PARTS OF THE EXERCISE =
1 – In the forum thread on data protection and captchas, how long does average traffic take with mCaptcha's default settings on an average system?
2 – Duplicate the forum thread on data protection and captchas word for word, from "MrBruh · on" to "device ~130 seconds.".
3 – Go on with the forum thread on data protection and captchas from the point where it stops.

PAGE EXTRACT =
____________________

These things are not required to be compliant. These things may be involved in demonstrating compliance. But the lengths you have to go to to demonstrate compliance is very much a function of how privacy invasive your business is. A nuclear power plant will have more detailed radioactive waste management and radioactive material containment plans than a watch repair shop that occasionally handles radium-coated mechanical parts.

Specifically, other companies may insist you go to greater lengths to demonstrate your compliance to them if they want to do business with you, the same way you don't just buy nuclear waste containment equipment from some guy on eBay.

I did mean it literally when I said treat PII as radioactive.

nness · on June 22, 2023

I do love this argument against GDPR (or any data protection) because it often comes down to "Screw the US consumer, I'm profitable because they have no protections, so no one should have any."

... which is kinda the US business sentiment in general, I suppose.

sam0x17 · on June 22, 2023

captchas aren't going to be effective for much longer anyway with the recent dramatic improvements in AI

manmal · on June 22, 2023

Maybe proof of work based captchas will be a viable alternative, like https://github.com/mCaptcha/mCaptcha:

> mCaptcha makes interacting with websites (computationally) expensive for the user. A well-behaving user will experience a slight delay (no delay when under moderate load to 2s when under attack; PoW difficulty is variable) but if someone wants to hammer your site, they will have to do more work to send requests than your server will have to do to respond to their request.

slondr · on June 22, 2023

So, banning low-compute-capacity clients in the worst way possible. Awesome.

manmal · on June 22, 2023

That should only be an issue if the server is under attack.

According to the docs (https://github.com/mCaptcha/mCaptcha/blob/master/docs/CONFIG...), you can set three difficulty levels:

MCAPTCHA_CAPTCHA_AVG_TRAFFIC_DIFFICULTY

MCAPTCHA_CAPTCHA_PEAK_TRAFFIC_DIFFICULTY

MCAPTCHA_CAPTCHA_BROKE_MY_SITE_TRAFFIC_DIFFICULTY

The defaults are set such that avg traffic takes ca 0.02s on an average system. Even if you have a really really slow system, I don’t think you‘ll ever spend more than 2s there.

MrBruh · on June 22, 2023

Nah you need to think about it in terms of computing power compared to each other.

According to the screenshots of XMRig for android you only get about ~35H/s while my laptop does ~2400. That's 68x faster so if it took my laptop 2 seconds it would take a mobile device ~130 seconds.

____________________

RECORDS PROVIDED =
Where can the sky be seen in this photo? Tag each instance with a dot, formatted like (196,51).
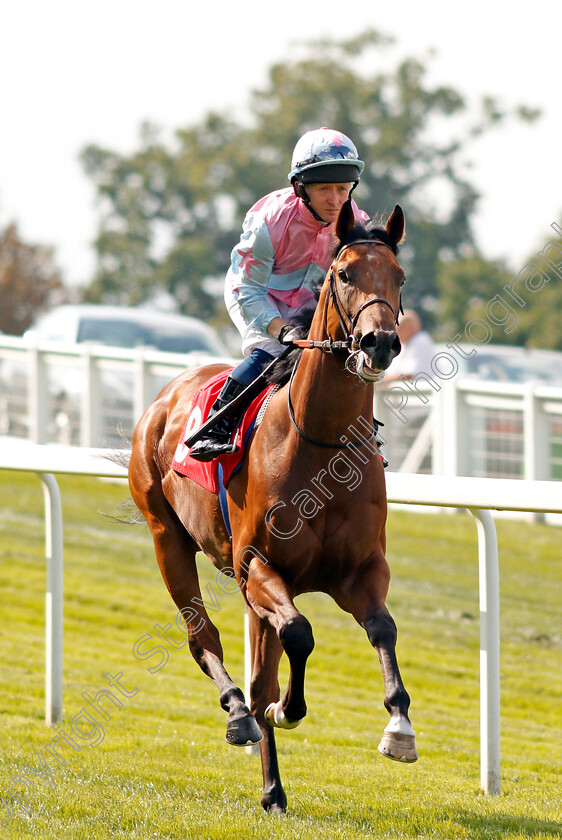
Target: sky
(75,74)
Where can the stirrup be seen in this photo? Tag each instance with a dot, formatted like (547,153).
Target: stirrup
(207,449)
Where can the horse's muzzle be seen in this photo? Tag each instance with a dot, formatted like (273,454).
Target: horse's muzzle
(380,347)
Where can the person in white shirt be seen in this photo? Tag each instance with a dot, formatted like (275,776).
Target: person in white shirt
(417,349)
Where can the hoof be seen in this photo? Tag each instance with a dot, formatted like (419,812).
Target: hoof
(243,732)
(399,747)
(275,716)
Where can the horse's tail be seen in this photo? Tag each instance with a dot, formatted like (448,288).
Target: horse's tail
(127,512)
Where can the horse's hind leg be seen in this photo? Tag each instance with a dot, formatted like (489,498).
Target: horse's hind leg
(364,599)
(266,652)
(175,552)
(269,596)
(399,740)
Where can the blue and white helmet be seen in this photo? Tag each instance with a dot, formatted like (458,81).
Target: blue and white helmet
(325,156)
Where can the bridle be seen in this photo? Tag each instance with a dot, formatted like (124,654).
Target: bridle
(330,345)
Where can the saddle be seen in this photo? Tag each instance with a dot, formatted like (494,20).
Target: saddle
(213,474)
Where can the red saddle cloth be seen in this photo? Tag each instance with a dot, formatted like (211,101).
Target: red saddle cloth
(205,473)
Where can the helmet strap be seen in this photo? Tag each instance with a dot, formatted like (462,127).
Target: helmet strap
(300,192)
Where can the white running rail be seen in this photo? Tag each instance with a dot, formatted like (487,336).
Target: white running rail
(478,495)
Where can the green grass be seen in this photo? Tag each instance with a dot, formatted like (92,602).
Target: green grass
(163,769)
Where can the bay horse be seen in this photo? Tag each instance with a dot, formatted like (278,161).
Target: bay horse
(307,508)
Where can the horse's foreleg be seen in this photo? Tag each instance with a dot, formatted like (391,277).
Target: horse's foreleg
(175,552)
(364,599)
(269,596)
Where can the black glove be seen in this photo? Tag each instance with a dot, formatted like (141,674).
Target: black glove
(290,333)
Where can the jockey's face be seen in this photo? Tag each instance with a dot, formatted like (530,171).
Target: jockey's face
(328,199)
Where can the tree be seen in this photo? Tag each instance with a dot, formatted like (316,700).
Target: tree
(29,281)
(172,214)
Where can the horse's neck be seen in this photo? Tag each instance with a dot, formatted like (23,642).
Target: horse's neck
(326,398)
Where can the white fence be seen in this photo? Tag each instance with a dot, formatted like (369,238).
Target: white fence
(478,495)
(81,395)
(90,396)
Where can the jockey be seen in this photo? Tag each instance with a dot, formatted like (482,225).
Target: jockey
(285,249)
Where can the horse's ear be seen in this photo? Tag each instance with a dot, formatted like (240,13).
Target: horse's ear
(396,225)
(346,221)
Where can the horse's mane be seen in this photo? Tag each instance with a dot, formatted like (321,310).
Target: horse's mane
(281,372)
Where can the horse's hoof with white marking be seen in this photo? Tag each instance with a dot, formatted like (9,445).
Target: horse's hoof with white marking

____________________

ANSWERS GIVEN =
1 – About 0.02 seconds.

2 –
MrBruh · on June 22, 2023

Nah you need to think about it in terms of computing power compared to each other.

According to the screenshots of XMRig for android you only get about ~35H/s while my laptop does ~2400. That's 68x faster so if it took my laptop 2 seconds it would take a mobile device ~130 seconds.

3 –
It screws with mobile users and makes the whole crypto PoW thing about it using too much energy many times worse. Not to mention botnets could make use of enough computing power to easily outpace any captchas thrown at it.

jefftk · on June 22, 2023

> According to the screenshots of XMRig for android you only get about ~35H/s while my laptop does ~2400.

Is that for the specific proof of work algorithm mCaptcha uses? While I don't think you're going to get something that runs equally quickly on a low-end phone and high-end desktop, if it depends entirely on sequential operations and is not optimization-friendly you should be able to get much closer than 68x?

manmal · on June 22, 2023

The screenshot here shows 117H/s, and I guess the Android version hasn’t been as heavily optimized: https://github.com/XMRig-for-Android/xmrig-for-android

I think we‘d need to compare apples to apples, and not use Monero mining as a benchmark for mCaptcha. Also, as I wrote in another comment, the average case (server is not under attack) is 0.02 seconds on a laptop, and probably 0.4s on an Android device even if we do use xmrig-android as comparison. Compare that to manually identifying stairs on pictures with crappy quality (10 seconds?).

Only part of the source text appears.